* Directions
Set out all the entries below as a numbered list, leaving out any blank lines.

* Extracted records
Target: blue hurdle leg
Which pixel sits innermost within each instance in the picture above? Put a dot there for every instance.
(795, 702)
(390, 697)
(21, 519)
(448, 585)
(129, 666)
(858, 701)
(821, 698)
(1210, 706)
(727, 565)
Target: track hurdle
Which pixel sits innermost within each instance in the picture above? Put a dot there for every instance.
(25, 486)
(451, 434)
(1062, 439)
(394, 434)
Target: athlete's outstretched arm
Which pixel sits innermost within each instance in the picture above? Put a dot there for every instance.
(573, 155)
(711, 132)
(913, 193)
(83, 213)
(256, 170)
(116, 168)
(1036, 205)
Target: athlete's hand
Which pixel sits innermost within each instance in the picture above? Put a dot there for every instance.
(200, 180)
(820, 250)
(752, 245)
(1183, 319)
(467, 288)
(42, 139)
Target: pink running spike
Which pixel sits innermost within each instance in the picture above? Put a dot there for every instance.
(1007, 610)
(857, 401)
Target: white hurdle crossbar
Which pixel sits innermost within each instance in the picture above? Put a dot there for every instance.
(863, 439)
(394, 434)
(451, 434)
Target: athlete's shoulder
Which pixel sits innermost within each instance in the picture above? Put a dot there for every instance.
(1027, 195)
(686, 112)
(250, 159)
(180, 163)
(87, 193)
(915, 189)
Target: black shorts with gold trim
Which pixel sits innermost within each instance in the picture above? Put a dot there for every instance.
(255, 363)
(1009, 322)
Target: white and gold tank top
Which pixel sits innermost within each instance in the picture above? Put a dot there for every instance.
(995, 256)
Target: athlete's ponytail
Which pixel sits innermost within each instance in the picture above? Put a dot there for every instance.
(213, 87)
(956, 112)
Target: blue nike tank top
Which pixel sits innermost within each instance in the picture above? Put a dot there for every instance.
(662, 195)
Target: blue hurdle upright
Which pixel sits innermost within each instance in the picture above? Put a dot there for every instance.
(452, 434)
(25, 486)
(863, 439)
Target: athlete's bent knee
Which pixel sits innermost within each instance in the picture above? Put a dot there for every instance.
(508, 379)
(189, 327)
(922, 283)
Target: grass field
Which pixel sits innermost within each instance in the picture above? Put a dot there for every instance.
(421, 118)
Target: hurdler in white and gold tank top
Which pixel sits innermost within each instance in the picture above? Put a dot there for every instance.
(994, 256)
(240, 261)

* Written response
1. Target: blue hurdle leg
2. Which pixel sits innermost within each instance in the picture above? Put a dot there for every instance.
3. (795, 702)
4. (390, 697)
5. (21, 519)
6. (448, 585)
7. (129, 666)
8. (858, 701)
9. (821, 698)
10. (1210, 706)
11. (727, 565)
12. Target: track hurdle
13. Which pixel sits innermost within each instance in the picture above? Put a dot there for every instance.
14. (25, 486)
15. (451, 434)
16. (1062, 439)
17. (394, 434)
18. Target: athlete's outstretched arm
19. Which pixel sits innermost within each instance in the picture above? Put a dot there for every instance.
20. (573, 155)
21. (711, 132)
22. (913, 193)
23. (83, 213)
24. (256, 170)
25. (116, 168)
26. (1036, 205)
27. Target: athlete's hand
28. Which pixel sits innermost within each instance in the picture above? Put a dot there for every instance.
29. (200, 180)
30. (820, 250)
31. (752, 245)
32. (1183, 319)
33. (467, 288)
34. (42, 139)
35. Target: pink running spike
36. Which pixel sits innermost within each instance in the picture above? Put a dot there for every instance.
37. (1007, 610)
38. (857, 401)
39. Target: white hurdle crossbar
40. Which pixel sits innermost within each instance in the picture above? Put a dot there for every instance.
41. (863, 439)
42. (394, 434)
43. (451, 434)
44. Target: athlete's shoulder
45. Which pixel sits innermost within each instance in the picture above? Put a dot there for every instance.
46. (1027, 195)
47. (686, 112)
48. (250, 159)
49. (180, 163)
50. (87, 193)
51. (915, 189)
52. Target: black shorts with gold trim
53. Which pixel sits innermost within each instance in the picture above? Put a dot there for every instance.
54. (255, 363)
55. (1009, 322)
56. Target: white and gold tank top
57. Which pixel sits innermost within each instance in the picture above? Put a dot there for every instance.
58. (995, 256)
59. Target: athlete's ponytail
60. Which pixel sits innermost within each instance in the picture above? Put a dot there for every instance.
61. (213, 87)
62. (956, 112)
63. Target: blue nike tank top
64. Which pixel sits innermost within each instance in the picture above? Put a dot there for every instance.
65. (662, 195)
66. Target: blue hurdle upright
67. Which pixel sits innermost within each instance in the picture above? Put a dot there for every instance.
68. (452, 434)
69. (25, 486)
70. (863, 439)
71. Target: athlete's bent knee
72. Which pixel sits innermost within each instance in the picture above? Put a dot there for every instance.
73. (508, 379)
74. (189, 327)
75. (922, 283)
76. Target: grass field
77. Which pixel sits innermost within each instance in the picture above? Put a dot there for every instance.
78. (421, 118)
79. Target: hurdler in white and gold tank top
80. Which pixel sits innermost within each instance in the picture above? Put a dot there for every instance.
81. (994, 256)
82. (240, 261)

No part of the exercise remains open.